= What to produce =
Copy exactly. Begin at the line containing "469 524 L 394" and stop at the last line of the entries, omitting any pictures.
==== Provided records
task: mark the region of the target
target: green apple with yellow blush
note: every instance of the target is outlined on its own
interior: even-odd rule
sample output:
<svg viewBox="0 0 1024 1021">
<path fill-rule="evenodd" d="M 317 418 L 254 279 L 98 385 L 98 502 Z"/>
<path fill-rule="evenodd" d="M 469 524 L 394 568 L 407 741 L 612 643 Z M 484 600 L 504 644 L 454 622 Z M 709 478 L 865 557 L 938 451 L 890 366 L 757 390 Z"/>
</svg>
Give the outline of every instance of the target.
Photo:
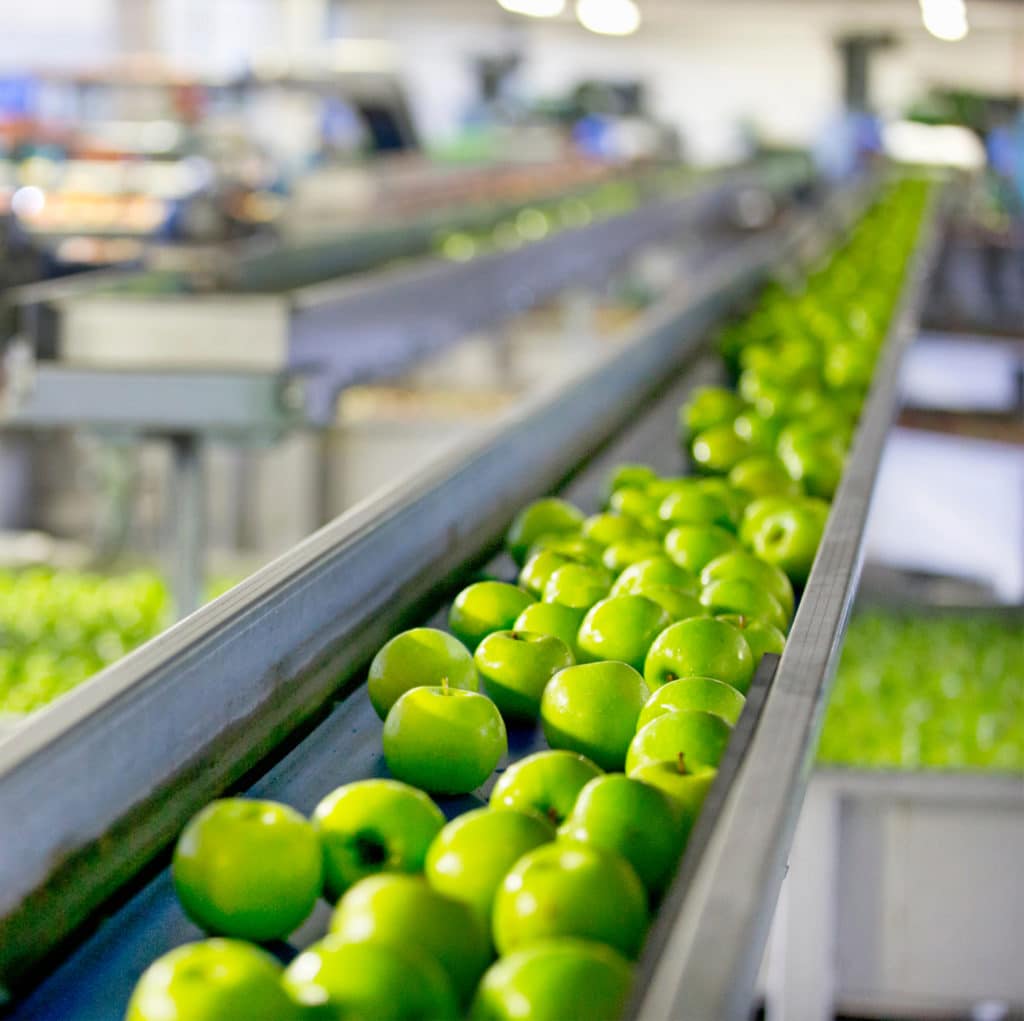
========
= Task result =
<path fill-rule="evenodd" d="M 469 524 L 394 568 L 407 741 L 612 643 Z M 484 600 L 504 644 L 454 622 Z M 709 478 L 865 557 L 938 451 L 890 366 L 757 390 Z"/>
</svg>
Give the outline of every instance of the target.
Photo:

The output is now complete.